Given instruction
Everything from the line that contains "Return a point for each instance of the wooden roof" through the final line of the records below should be quoted exactly, except the pictures.

Extracted data
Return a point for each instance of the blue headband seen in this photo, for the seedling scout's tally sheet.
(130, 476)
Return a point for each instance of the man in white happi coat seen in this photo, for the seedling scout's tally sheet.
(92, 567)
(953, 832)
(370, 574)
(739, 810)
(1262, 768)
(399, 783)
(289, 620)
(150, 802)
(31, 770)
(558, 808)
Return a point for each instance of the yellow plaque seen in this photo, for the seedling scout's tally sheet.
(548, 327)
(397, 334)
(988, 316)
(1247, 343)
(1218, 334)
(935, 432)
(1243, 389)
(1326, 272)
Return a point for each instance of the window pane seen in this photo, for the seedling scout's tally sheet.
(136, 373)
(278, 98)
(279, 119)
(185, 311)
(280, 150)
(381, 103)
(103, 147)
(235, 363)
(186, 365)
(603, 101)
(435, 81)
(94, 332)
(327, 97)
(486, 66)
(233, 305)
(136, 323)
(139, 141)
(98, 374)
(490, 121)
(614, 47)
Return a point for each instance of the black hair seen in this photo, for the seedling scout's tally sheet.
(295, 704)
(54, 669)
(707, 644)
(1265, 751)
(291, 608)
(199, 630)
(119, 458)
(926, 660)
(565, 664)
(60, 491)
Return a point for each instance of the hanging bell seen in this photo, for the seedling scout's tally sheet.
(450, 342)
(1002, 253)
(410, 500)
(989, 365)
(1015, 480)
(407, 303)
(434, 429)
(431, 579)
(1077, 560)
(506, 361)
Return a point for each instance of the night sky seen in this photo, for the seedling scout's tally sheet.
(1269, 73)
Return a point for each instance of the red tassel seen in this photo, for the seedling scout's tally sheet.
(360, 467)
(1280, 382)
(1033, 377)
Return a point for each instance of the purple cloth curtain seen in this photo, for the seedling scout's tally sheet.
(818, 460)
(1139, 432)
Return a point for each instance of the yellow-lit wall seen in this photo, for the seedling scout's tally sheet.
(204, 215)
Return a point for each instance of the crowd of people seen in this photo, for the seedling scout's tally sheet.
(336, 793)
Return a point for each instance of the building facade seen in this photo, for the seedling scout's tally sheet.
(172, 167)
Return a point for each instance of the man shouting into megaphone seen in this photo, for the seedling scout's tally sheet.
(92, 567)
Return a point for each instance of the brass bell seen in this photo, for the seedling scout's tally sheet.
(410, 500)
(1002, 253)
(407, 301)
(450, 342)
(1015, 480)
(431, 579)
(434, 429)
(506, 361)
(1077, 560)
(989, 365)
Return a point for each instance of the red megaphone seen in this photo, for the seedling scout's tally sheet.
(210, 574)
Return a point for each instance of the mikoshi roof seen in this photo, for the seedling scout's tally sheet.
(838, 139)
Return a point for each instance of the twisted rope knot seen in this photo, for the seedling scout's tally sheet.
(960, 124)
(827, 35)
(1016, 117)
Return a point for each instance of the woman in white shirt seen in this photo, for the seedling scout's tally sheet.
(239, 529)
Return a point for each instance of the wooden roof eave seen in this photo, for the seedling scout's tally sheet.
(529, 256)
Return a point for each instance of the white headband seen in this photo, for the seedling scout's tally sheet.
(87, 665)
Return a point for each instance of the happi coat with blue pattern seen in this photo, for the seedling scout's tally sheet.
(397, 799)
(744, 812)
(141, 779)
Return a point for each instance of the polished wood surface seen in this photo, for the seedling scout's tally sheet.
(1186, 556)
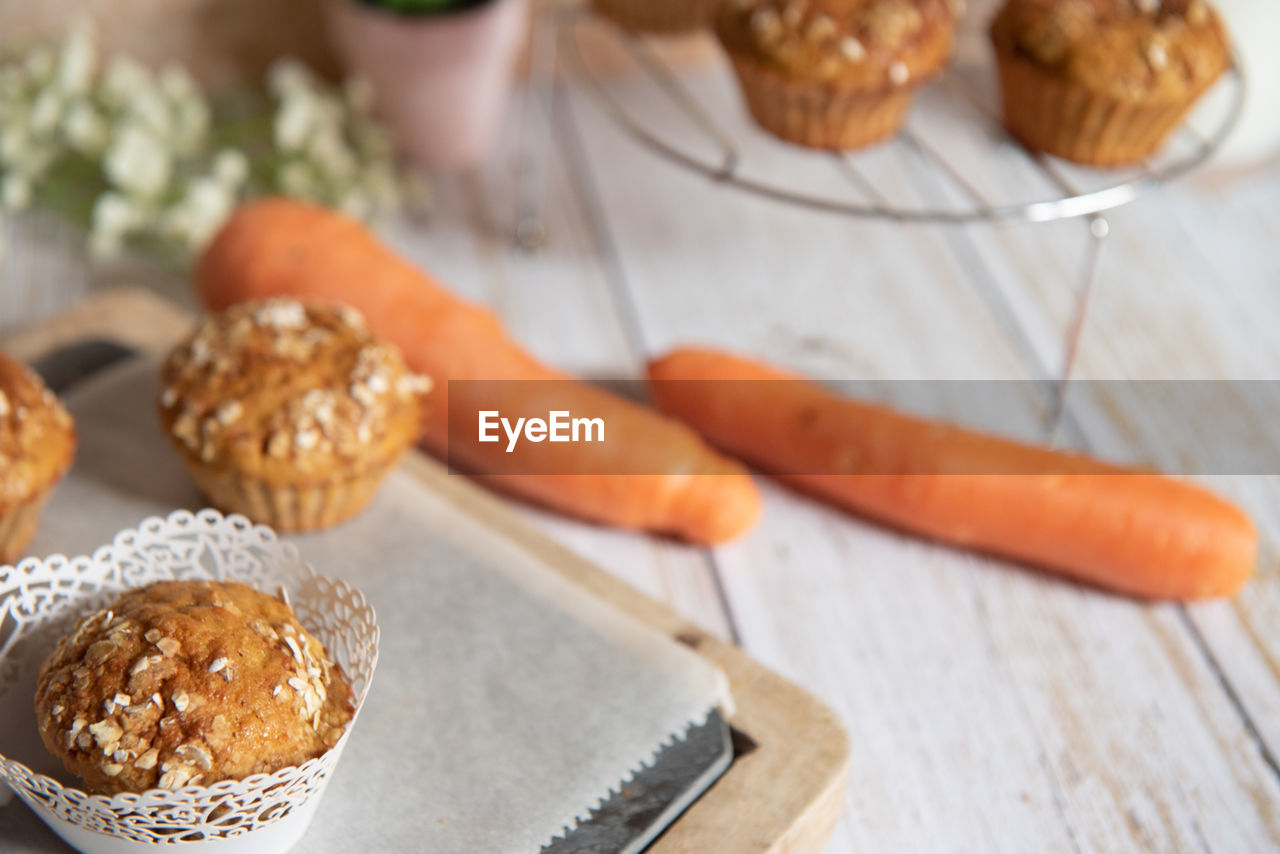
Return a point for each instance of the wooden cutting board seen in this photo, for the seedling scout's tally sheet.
(784, 791)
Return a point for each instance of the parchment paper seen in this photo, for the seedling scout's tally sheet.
(506, 702)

Reply to the exercise
Return a point for each instance of the wooden roof eave seen in this photo, for the seedling scout's tally sheet.
(529, 256)
Return a point for each instance of the white headband seen in this photo, for the seedling scout's tally sheet.
(87, 665)
Return a point for each instance of the happi coat with blue pattern seen in this photo, for the seedling scout's tally sheet.
(397, 799)
(744, 812)
(141, 779)
Return a point for each instance of the polished wood surface seen in this photo, for the seedling scout's tally sheet.
(1186, 556)
Return a point for each instance of the wooden cutting board seen in this photo, for the seedling scout's tally sheet.
(784, 791)
Return a point for each instance of the parchment paper seen in this photo, for the seedling scout's tally sheet.
(506, 702)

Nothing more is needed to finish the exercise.